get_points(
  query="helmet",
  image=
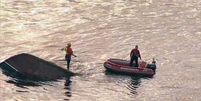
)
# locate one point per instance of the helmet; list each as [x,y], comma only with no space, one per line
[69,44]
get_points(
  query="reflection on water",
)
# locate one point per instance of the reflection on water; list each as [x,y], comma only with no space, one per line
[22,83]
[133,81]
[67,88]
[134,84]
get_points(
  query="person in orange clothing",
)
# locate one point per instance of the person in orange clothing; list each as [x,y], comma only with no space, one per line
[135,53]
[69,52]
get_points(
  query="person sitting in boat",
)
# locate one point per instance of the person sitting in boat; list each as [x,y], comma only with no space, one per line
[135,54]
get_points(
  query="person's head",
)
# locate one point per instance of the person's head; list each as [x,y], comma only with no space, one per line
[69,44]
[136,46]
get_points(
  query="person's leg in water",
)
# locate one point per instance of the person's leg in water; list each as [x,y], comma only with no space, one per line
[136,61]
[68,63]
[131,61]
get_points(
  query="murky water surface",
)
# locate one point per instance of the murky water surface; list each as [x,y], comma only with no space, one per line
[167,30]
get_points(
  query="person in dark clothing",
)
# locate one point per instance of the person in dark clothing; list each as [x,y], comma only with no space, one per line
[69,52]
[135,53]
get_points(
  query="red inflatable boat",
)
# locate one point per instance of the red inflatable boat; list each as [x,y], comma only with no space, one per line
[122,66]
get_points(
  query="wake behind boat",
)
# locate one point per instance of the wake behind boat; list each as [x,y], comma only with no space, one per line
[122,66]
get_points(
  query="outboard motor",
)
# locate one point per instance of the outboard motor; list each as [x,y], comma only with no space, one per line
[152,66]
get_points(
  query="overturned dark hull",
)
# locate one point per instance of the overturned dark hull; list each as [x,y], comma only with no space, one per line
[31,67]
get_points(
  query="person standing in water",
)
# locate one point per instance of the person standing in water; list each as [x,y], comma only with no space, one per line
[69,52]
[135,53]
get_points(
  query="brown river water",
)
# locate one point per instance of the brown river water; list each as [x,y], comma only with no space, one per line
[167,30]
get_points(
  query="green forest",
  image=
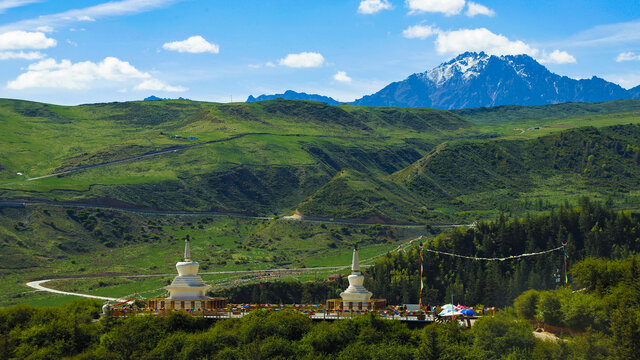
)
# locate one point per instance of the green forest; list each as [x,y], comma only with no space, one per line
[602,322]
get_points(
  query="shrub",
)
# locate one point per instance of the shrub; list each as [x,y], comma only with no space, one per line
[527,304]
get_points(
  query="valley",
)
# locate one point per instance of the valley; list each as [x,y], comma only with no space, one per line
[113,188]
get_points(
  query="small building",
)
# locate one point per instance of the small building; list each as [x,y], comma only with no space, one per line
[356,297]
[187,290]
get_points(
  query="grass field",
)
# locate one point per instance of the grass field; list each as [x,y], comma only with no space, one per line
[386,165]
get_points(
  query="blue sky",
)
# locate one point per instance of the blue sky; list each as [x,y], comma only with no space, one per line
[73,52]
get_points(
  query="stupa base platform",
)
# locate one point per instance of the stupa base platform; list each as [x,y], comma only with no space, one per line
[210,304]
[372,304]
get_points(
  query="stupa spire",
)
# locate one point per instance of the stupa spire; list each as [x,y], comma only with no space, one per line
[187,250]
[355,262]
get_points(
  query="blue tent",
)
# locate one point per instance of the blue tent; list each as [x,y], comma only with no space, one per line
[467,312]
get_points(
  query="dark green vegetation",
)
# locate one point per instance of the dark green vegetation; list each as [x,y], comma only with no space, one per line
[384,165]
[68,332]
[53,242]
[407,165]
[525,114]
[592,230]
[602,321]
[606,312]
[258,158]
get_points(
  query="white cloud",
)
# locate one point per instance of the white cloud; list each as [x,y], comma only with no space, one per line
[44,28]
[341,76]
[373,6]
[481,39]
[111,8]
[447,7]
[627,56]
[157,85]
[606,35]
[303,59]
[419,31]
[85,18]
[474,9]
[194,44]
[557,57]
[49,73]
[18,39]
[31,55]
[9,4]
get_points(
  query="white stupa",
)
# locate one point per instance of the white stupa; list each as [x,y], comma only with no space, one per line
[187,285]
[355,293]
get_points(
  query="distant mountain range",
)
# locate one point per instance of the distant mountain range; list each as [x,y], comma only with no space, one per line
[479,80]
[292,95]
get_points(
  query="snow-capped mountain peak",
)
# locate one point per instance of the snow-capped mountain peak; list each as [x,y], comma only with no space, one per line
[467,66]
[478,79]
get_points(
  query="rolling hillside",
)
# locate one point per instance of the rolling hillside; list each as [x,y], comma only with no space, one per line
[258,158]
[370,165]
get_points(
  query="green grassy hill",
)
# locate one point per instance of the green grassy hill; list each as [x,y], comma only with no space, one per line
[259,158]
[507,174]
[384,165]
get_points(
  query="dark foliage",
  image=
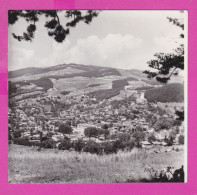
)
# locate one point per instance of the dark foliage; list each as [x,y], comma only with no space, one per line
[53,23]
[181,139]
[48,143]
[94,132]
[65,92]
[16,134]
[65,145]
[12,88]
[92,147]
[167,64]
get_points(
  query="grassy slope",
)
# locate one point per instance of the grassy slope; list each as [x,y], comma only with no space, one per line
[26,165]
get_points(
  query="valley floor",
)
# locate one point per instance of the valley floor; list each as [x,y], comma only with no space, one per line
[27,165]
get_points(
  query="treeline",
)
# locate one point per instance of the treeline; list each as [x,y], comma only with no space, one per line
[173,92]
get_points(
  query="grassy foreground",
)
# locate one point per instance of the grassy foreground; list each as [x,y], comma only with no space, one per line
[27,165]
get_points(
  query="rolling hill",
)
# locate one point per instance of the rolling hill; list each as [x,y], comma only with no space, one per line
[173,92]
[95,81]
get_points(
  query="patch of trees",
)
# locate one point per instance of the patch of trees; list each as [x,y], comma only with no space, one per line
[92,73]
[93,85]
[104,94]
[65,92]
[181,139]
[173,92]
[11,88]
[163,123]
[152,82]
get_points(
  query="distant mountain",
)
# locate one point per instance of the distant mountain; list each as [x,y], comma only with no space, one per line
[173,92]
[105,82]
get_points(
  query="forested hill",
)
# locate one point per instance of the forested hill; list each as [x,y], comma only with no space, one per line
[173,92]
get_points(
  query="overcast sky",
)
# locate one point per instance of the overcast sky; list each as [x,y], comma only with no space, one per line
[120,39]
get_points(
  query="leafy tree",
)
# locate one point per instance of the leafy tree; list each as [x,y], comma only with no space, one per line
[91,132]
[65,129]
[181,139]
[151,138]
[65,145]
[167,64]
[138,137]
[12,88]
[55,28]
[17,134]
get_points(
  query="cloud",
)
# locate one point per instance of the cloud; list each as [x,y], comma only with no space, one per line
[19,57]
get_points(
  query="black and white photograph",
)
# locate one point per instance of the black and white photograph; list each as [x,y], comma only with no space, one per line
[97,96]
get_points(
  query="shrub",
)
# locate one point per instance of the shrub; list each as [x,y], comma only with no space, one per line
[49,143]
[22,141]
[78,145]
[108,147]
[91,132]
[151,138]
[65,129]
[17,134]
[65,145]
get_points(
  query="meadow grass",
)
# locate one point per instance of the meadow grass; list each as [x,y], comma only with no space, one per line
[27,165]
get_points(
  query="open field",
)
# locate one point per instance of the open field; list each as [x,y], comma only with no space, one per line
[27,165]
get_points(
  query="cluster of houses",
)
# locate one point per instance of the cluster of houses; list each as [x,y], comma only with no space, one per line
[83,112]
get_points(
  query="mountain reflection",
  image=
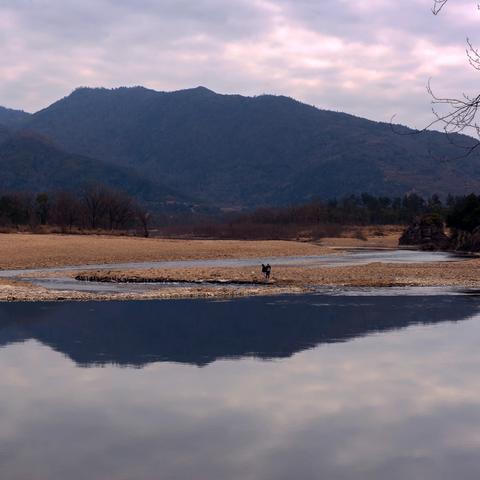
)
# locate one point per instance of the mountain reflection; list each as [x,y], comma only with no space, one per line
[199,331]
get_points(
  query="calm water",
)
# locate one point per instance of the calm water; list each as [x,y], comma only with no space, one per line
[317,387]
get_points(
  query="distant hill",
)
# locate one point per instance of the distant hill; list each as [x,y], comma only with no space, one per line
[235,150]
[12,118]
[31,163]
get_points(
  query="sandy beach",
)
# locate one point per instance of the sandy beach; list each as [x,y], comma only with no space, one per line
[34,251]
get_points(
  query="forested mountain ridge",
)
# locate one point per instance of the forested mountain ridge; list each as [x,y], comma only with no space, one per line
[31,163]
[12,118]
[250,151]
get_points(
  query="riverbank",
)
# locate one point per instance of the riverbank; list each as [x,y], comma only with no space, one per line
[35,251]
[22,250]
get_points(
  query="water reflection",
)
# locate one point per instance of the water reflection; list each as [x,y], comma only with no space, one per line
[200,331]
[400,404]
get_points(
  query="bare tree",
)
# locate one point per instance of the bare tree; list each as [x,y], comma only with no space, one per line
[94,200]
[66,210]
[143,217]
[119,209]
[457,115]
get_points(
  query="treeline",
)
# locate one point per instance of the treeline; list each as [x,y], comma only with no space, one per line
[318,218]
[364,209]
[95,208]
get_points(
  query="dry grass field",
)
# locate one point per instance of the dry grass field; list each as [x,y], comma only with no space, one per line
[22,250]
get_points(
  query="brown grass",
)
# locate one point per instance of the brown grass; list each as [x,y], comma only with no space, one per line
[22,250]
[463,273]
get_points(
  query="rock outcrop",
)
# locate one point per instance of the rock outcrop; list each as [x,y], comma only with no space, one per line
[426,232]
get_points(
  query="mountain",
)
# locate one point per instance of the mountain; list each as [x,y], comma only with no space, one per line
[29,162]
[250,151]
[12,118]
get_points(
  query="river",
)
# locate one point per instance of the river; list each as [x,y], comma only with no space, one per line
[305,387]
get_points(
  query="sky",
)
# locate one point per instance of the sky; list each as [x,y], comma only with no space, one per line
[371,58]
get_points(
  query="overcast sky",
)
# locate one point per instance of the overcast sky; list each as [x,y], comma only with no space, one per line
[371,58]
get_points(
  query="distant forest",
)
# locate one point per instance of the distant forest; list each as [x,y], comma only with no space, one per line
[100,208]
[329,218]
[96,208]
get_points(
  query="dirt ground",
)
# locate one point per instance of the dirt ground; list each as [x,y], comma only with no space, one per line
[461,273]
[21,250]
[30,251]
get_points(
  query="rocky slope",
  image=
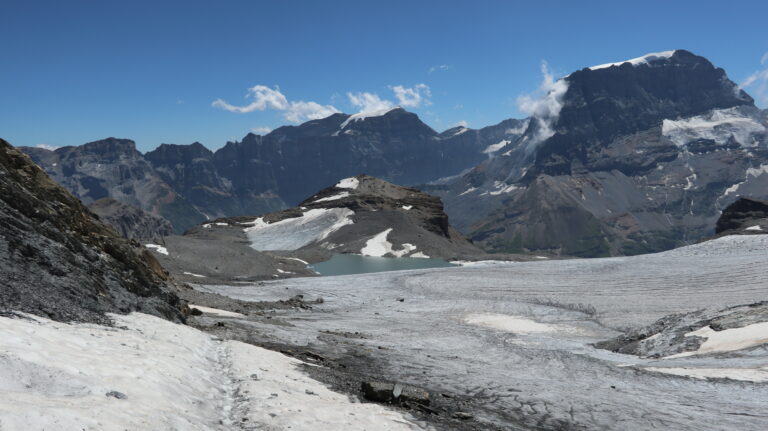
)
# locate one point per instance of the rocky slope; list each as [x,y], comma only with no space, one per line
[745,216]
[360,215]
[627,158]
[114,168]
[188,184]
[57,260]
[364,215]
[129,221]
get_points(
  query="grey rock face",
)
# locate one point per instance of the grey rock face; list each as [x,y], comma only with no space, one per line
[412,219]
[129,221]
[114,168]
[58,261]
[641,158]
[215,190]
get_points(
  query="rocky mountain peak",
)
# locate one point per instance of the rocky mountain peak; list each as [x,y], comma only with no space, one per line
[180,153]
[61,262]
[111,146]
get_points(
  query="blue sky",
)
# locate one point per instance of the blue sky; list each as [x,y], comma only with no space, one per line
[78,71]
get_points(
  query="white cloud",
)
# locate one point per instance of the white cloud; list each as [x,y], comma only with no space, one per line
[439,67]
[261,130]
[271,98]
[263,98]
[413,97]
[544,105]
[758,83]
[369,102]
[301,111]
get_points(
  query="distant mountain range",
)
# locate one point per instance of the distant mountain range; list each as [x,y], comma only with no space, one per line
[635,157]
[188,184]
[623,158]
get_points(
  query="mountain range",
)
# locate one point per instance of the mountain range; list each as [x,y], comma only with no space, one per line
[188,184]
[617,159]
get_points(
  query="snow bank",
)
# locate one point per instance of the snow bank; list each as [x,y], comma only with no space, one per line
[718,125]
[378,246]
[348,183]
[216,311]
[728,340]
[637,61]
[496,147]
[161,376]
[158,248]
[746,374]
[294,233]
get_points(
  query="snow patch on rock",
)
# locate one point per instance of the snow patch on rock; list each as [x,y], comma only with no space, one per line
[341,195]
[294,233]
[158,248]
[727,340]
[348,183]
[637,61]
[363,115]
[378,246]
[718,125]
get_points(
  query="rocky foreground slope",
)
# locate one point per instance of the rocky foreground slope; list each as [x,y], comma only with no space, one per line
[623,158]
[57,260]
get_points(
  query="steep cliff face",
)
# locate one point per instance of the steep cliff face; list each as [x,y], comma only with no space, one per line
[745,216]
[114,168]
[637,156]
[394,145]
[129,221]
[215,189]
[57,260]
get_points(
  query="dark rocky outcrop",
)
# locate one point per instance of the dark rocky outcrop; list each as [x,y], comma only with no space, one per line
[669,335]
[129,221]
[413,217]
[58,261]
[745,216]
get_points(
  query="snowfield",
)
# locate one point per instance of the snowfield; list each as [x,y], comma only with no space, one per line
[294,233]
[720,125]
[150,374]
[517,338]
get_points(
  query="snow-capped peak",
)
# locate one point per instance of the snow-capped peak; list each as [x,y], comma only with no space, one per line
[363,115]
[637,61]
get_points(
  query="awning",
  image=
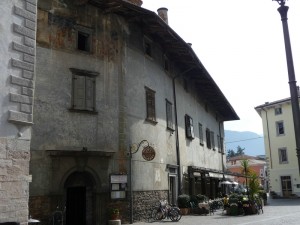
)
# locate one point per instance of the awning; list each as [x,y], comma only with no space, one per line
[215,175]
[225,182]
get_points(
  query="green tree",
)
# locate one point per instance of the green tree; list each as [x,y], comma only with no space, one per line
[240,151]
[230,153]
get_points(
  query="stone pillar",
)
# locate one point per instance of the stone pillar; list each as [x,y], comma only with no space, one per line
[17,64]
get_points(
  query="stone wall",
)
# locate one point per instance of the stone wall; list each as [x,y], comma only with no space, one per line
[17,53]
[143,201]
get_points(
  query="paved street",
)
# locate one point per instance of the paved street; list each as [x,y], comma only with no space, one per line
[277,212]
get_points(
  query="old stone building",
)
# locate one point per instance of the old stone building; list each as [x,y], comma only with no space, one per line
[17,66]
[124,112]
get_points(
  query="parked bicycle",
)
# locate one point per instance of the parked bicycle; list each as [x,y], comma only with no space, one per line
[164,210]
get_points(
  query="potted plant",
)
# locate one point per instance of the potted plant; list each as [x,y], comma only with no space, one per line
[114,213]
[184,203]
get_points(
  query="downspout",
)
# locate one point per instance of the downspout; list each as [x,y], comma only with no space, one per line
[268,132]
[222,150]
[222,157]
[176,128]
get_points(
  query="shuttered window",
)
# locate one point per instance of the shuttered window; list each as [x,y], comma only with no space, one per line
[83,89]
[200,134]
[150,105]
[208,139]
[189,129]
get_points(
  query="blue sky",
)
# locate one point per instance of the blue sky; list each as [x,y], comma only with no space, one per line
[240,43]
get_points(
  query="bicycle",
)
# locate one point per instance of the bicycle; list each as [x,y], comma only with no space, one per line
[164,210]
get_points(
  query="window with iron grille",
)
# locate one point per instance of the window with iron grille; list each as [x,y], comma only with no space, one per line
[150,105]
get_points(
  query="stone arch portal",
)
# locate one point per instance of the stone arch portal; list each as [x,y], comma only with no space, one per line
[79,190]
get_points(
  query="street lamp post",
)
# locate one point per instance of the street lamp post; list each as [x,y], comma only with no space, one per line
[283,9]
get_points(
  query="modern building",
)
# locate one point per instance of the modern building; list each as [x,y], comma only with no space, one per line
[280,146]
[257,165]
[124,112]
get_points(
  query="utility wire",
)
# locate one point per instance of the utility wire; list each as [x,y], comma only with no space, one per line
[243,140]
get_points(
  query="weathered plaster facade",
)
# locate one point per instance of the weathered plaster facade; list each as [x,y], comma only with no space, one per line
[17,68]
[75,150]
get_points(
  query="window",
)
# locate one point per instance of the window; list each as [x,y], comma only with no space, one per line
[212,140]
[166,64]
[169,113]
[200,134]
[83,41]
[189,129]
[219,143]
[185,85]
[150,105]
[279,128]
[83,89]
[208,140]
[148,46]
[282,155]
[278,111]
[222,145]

## WORK TO COMPLETE:
Reproduce exactly what appears from the line containing "# locate one point per instance of the downspout;" down to the final line of the data.

## ANSWER TO THE PROBLEM:
# locate one point per instance of the downspout; list each as [x,y], comma only with no space, one per line
[268,132]
[222,150]
[222,157]
[176,128]
get_points(
  query="shuttered window",
)
# locate one point per instance of the shuttered window; list each as [x,y], comma only with no space, one per line
[83,89]
[200,134]
[150,105]
[208,139]
[189,129]
get_points(
  query="blue sky",
)
# locate one point per instance of the blue sky; list each as [x,y], comma only with no space, one per line
[240,43]
get_points(
  query="bicycle",
)
# locate one point per instance of the bicycle; list each as [x,y], comma only with no space, one per line
[164,210]
get_points(
  query="window with iron grille",
)
# locate one point per instance of the window with iron grille; list each as [x,y], comma only with no space, one per line
[150,105]
get_points(
  query="stone arch portal",
)
# locate one point per instance of the stone arch portal; list each as [x,y], comma only with no space, one per line
[79,190]
get_points(
  query="street lamp post",
)
# locate one point per instance of the street lamp post; list each as [x,y], comma only with no space, one per line
[283,9]
get_points(
  query="modern building",
)
# locate one point per instance of the modern building; list each as [x,y], comma only with no space, one per line
[280,146]
[257,165]
[124,112]
get_points(
  query="utility wire",
)
# locate one point per instance of the utility wire; list each as [x,y], comma only with no space, one per line
[243,140]
get_points(
  query="weathered plaster facade",
)
# locate one point per instance of the weathered plaster facade; list each as [x,y], comma only with no space, one per line
[17,68]
[75,150]
get_points(
  query="window",
)
# locate one point per instance of the window; list each as [x,y], comma only with no space, one per line
[212,140]
[166,64]
[169,113]
[200,134]
[83,41]
[189,129]
[219,143]
[185,85]
[150,105]
[279,128]
[83,89]
[208,140]
[148,46]
[282,155]
[278,111]
[222,145]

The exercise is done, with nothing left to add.